--- Begin Exercise inputs ---

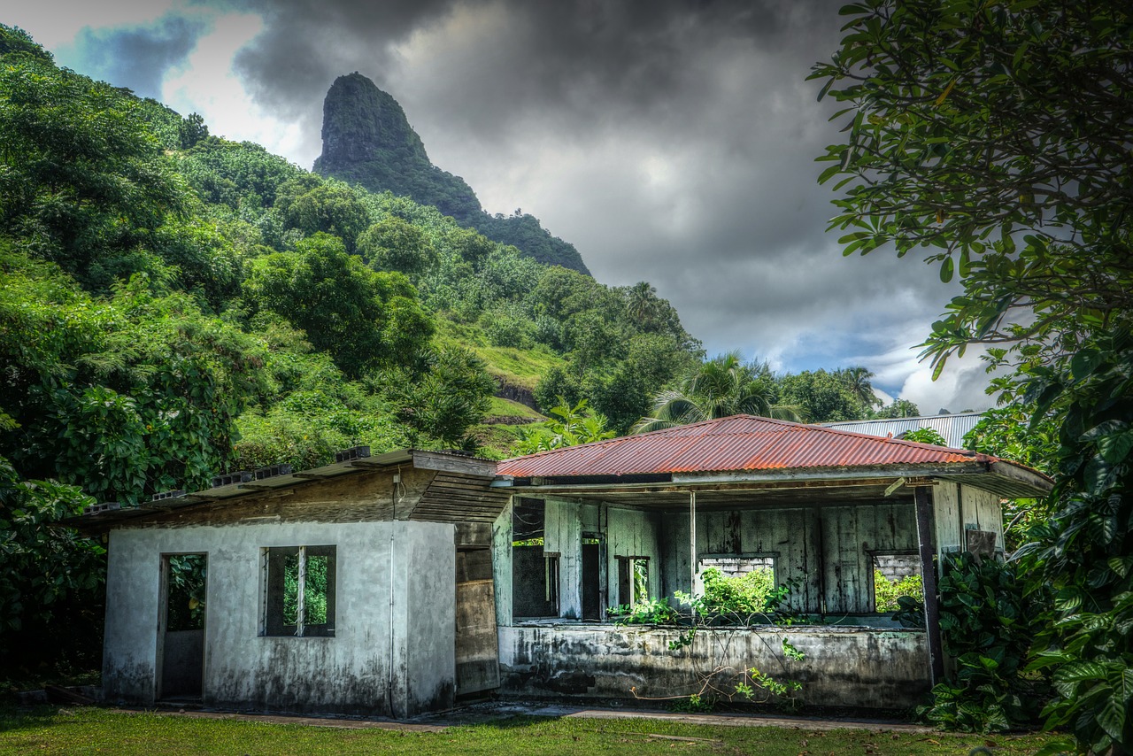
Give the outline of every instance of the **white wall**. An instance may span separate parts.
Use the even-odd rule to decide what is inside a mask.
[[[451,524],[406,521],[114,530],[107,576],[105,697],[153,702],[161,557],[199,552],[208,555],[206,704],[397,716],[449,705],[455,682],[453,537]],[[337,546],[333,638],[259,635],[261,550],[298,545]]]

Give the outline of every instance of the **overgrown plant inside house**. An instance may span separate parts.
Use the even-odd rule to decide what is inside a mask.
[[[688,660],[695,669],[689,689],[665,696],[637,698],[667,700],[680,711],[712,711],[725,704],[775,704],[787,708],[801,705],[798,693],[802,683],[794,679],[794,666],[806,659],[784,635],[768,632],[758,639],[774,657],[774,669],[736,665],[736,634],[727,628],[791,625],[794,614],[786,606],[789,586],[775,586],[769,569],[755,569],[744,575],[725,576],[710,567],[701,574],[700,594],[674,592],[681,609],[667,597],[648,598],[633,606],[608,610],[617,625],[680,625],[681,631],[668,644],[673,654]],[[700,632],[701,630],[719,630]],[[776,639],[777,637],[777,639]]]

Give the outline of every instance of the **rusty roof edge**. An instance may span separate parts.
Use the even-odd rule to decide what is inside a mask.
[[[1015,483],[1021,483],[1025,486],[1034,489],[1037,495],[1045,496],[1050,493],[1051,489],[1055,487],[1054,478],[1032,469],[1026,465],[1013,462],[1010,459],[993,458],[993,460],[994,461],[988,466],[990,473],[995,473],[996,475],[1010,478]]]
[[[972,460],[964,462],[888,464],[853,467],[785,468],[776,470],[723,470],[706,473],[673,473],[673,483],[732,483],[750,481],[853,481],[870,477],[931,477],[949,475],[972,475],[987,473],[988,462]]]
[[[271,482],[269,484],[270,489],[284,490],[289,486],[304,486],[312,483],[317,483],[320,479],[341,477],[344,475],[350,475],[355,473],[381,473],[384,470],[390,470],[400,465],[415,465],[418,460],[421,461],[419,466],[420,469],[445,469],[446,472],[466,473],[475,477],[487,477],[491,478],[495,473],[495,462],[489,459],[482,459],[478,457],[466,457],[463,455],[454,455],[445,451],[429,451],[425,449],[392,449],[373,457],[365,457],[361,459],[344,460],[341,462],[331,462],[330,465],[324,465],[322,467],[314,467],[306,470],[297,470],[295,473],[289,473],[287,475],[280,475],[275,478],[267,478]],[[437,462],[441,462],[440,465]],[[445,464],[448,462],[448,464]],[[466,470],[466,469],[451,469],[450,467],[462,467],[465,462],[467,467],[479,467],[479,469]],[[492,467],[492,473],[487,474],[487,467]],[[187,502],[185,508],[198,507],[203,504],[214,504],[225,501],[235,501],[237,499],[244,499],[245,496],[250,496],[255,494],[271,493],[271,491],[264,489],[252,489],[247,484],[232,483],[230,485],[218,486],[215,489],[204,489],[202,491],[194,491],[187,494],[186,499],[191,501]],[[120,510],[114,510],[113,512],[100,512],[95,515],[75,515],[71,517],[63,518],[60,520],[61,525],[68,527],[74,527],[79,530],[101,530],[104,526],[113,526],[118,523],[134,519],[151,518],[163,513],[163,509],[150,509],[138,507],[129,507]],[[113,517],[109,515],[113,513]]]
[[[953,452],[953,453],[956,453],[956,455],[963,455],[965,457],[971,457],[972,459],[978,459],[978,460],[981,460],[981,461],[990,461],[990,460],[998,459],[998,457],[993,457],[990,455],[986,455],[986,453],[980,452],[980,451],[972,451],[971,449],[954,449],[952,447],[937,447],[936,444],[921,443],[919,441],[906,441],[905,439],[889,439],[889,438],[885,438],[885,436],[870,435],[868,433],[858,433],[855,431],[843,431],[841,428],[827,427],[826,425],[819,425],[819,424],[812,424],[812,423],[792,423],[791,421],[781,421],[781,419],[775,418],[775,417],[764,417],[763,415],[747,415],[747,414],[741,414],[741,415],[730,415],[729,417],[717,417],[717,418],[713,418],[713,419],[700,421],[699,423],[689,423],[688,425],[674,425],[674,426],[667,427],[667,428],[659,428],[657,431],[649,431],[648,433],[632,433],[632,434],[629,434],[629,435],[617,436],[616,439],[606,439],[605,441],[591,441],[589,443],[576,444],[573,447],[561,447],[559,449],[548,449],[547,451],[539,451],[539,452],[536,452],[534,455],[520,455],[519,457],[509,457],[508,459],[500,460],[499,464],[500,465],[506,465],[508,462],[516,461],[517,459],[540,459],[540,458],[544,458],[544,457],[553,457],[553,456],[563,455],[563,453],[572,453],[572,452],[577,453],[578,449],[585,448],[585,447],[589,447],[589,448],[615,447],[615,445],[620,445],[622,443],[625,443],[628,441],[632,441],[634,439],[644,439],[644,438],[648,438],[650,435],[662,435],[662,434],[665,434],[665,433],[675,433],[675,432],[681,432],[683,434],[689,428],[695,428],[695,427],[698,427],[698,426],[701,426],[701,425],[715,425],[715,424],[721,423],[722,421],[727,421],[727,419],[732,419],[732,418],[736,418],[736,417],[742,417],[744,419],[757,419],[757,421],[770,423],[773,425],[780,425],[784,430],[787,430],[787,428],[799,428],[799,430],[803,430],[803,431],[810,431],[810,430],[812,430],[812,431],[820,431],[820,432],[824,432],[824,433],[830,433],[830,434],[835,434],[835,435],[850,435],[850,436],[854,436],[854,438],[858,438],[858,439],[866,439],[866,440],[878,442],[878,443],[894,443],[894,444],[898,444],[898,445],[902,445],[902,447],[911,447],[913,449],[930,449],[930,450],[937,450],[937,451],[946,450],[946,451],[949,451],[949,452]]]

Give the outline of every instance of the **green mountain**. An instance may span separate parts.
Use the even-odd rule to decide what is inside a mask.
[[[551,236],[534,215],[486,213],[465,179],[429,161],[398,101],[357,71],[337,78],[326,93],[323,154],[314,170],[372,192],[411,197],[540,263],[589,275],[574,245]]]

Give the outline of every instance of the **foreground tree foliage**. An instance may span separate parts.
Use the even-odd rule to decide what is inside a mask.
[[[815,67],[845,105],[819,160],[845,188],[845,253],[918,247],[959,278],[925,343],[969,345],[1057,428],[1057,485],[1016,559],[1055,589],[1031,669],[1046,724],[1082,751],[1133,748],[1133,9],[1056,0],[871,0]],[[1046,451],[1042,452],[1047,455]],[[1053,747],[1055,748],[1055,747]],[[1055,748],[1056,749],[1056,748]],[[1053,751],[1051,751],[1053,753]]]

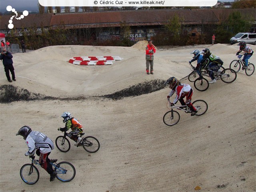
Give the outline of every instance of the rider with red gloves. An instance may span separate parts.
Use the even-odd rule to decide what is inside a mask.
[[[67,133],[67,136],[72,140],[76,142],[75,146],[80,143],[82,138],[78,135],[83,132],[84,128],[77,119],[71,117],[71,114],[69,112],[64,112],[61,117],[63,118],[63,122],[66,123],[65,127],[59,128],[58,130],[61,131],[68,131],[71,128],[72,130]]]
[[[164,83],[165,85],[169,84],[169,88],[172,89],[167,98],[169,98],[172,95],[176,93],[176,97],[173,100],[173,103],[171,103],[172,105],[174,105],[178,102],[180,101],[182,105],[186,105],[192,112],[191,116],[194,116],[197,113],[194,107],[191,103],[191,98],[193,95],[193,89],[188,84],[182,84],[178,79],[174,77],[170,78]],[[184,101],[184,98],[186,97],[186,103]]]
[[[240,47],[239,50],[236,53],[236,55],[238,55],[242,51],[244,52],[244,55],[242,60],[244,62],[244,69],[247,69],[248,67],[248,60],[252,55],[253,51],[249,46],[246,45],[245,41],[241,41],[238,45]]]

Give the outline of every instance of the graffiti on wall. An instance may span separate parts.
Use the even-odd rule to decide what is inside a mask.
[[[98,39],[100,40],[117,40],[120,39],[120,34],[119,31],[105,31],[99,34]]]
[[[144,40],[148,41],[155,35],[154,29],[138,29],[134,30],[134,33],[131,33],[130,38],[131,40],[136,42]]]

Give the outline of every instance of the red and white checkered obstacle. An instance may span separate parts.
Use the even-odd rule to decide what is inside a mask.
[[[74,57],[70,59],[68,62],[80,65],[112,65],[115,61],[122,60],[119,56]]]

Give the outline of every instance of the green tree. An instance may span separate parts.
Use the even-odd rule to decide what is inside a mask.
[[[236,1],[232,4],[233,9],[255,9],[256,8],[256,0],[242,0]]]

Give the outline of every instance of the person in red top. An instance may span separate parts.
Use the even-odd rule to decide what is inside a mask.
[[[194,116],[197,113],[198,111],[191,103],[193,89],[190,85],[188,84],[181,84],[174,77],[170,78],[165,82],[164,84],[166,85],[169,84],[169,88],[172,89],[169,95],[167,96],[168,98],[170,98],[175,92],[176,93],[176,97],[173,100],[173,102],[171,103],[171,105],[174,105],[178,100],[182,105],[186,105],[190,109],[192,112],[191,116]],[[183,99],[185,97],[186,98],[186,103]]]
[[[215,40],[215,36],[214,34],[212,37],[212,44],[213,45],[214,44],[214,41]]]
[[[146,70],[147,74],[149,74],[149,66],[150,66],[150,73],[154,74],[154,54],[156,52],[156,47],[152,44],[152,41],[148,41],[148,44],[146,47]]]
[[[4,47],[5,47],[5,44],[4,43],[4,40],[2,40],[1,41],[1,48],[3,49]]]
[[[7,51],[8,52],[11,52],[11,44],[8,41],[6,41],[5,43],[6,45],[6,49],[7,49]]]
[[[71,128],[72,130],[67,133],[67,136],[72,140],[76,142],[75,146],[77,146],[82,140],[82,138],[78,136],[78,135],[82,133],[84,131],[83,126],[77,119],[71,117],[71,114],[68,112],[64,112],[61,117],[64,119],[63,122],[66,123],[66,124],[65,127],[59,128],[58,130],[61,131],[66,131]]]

--- End Exercise inputs ---

Your objective:
Pick out each line of the listing above that contains the word "white" and copy those lines.

Task answer:
Give the outline of every instance of the **white wall**. An instance may span separate parts.
Give the outline of every instance of the red and white checkered obstacle. An instance may span separate parts.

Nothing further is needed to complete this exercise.